The problem:
Where an entry contains a picture, omit the picture and repeat the rest exactly.

Records for this task:
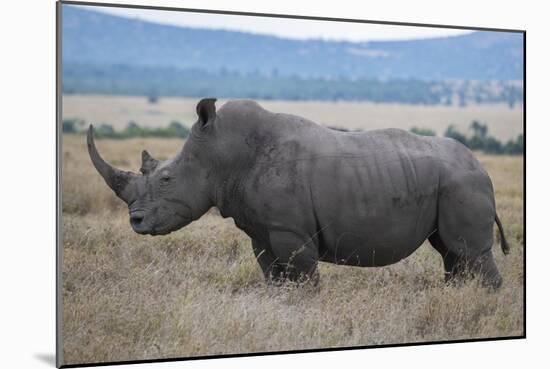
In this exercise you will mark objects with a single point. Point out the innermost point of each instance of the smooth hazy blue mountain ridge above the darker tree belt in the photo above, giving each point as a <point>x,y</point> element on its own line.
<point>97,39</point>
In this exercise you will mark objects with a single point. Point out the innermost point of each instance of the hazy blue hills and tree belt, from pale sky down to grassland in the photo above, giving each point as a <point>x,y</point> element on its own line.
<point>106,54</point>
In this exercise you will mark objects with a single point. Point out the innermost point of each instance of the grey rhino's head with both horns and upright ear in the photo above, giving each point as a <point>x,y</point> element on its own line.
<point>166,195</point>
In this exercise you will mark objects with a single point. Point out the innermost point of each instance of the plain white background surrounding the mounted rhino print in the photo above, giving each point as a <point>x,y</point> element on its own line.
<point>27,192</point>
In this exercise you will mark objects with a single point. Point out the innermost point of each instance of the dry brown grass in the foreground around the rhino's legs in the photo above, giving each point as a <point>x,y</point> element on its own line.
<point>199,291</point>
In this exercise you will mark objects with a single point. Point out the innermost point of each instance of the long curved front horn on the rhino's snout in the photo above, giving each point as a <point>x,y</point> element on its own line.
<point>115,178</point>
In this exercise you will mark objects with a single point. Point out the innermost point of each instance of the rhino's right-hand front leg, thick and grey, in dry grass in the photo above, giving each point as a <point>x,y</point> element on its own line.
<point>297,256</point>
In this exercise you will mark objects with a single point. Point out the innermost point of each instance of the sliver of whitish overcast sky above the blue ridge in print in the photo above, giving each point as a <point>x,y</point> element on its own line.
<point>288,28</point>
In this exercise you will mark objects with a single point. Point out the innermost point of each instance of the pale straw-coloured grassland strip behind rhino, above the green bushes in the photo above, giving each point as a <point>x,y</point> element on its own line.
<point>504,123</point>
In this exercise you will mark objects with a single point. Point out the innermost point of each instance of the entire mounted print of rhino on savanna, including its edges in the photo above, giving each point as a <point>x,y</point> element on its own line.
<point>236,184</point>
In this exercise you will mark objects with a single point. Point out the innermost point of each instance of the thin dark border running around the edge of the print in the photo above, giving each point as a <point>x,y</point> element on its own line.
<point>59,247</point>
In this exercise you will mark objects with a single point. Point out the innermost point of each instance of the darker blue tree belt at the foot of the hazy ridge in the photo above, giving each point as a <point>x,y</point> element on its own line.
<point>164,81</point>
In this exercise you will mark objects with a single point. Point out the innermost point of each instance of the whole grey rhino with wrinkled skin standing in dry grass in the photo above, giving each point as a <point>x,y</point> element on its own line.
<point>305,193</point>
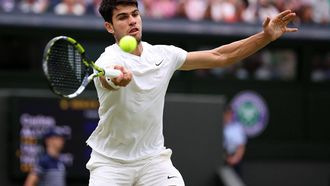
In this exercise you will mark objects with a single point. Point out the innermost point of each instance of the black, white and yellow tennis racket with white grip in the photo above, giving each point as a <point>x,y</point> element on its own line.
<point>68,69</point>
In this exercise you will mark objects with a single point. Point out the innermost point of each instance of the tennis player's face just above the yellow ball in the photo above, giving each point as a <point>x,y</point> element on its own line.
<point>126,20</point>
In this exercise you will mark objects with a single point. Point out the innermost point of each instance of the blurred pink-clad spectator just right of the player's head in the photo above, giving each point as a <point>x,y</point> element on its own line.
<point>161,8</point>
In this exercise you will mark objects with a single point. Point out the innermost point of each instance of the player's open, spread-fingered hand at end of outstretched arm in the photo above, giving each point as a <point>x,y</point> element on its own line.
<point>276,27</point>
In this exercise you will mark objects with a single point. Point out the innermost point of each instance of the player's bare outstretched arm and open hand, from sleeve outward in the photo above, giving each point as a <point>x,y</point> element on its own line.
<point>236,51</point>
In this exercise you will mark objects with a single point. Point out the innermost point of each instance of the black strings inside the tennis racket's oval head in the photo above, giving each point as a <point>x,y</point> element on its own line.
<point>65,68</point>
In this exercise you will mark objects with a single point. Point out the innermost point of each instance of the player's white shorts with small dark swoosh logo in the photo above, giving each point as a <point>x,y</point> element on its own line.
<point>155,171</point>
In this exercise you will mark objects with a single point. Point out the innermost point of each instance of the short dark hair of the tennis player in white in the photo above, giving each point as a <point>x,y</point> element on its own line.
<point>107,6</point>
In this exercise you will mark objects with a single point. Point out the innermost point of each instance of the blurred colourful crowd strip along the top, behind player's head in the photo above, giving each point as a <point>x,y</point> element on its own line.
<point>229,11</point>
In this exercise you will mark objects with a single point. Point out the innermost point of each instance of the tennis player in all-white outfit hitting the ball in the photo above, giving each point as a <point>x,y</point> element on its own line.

Answer:
In this exercise you will mark objects with a single point. Point out the innermost point of each instance of the smooth hazy blue mountain ridge above the darker tree belt in the photo above, giving each point as a <point>x,y</point> element on its own line.
<point>97,39</point>
In this exercise you will mark objects with a single point. Point out the innermost point of each instance of the hazy blue hills and tree belt, from pale sky down to grassland in the photo above, giving each point as a <point>x,y</point> element on its own line.
<point>106,54</point>
In this exercise you will mark objects with a single point. Point out the innermost point of each instance of the grey rhino's head with both horns and upright ear in the photo above, giving each point as a <point>x,y</point> element on its own line.
<point>166,195</point>
In this exercise you will mark objects with a single point. Point out the innermost point of each instance of the plain white background surrounding the mounted rhino print in the photo above, giving each point as a <point>x,y</point> element on its own line.
<point>27,192</point>
In this exercise you will mark objects with a single point. Point out the innermost point of each instance of the dry brown grass in the foreground around the rhino's legs in the photo above, giving each point as a <point>x,y</point> element on its own line.
<point>199,291</point>
In this exercise you will mark objects with a single point. Point out the innermost point of each instance of the long curved front horn on the rhino's snout in the photo above, giving each point as a <point>x,y</point> element on its own line.
<point>115,178</point>
In this exercise you will mark objects with a single point. Point out the innermost point of each instance of the rhino's right-hand front leg, thick and grey, in dry grass in the photo above, giving each point as a <point>x,y</point> element on its own line.
<point>297,256</point>
In this exercise you will mark objects with a single point. Point out the innermost point of each instance of the sliver of whitish overcast sky above the blue ridge in print in the photo above, giving each point as a <point>x,y</point> element on its own line.
<point>288,28</point>
In this exercise you will mark objects with a single point. Point out the innermost point of each instance of the pale straw-coloured grassland strip behind rhino, above the green bushes in the photo above, giving each point as a <point>x,y</point> element on its own line.
<point>504,123</point>
In this exercise you will mark objects with a single point. Point out the innermost point of each instance of the entire mounted print of rhino on savanna, including its edges in the photo above, giving each point as a <point>x,y</point> element on its own line.
<point>236,184</point>
In this exercise you will mark objects with a single point. Point out the innermost point of each instance of the thin dark border running around the edge of the print in the photo above, giving each point as a <point>x,y</point> element on its own line.
<point>59,247</point>
In this exercise you will mark objects with a single point. Point out the innermost point of each instance of the darker blue tree belt at the foot of the hazy ridge in the photo above, giving each point as a <point>x,y</point> element on its own line.
<point>164,81</point>
In this exercise you will mark objects with a single point. Point out the innermost point of each instance of the whole grey rhino with wrinkled skin standing in dry grass in the photo above, giving each point as a <point>x,y</point> element on its own line.
<point>305,193</point>
In this exercise you will mark objects with a single point. Point out the innermost point of each instance of the black, white and yellow tennis racket with white grip in the photo above, giving each point as a <point>x,y</point> element on its own line.
<point>68,69</point>
In this exercise you will mark objects with a single point. Point out the innermost point of each instance of the tennis player's face just above the yellow ball in the photo above, giving each point as a <point>x,y</point> element on its own line.
<point>126,20</point>
In this exercise you will mark objects with a single point. Point out the innermost point of each instance of the blurred pink-clad spectator just right of the player's head in the photo above, giving each point as a <point>x,y</point> element on its own line.
<point>161,8</point>
In this exercise you will mark objects with a single point. Point out the innermost point of each instance of the player's open, spread-fingered hand at end of outstretched arm in the photo above, giving each point as a <point>x,y</point> element on its own line.
<point>276,27</point>
In this exercise you will mark objects with a single point. Point out the innermost point of each instance of the player's bare outstretched arm and open hand, from sleeve outward in the photo above, giving each point as a <point>x,y</point> element on its own line.
<point>236,51</point>
In this exercise you will mark objects with a single point. Point out the innermost point of each instance of the black strings inside the tennis racket's oval head in the photo above, giving each point as a <point>x,y</point> element on its own line.
<point>65,68</point>
In this exercise you will mark objects with a single point. Point out the innermost point of each instance of the player's white shorts with small dark swoosh logo in the photo above, giving each point as a <point>x,y</point> element on its own line.
<point>155,171</point>
In this exercise you will mark objects with a single point. Point out the innermost point of each instance of the short dark hair of the tennis player in white in the photo above, giving each point as a <point>x,y</point> element on its own line.
<point>107,6</point>
In this exercise you will mark objects with a single point. Point out the innermost point of each instance of the blurred colourful crowd strip along the top, behind player's head in the photo above, giving each point as a <point>x,y</point> element on its own line.
<point>229,11</point>
In this exercise you will mark objects with a single point. Point out the innermost point of each instance of the tennis player in all-white outfit hitting the ball in the photo above, giving each point as a <point>x,y</point> element on its own line.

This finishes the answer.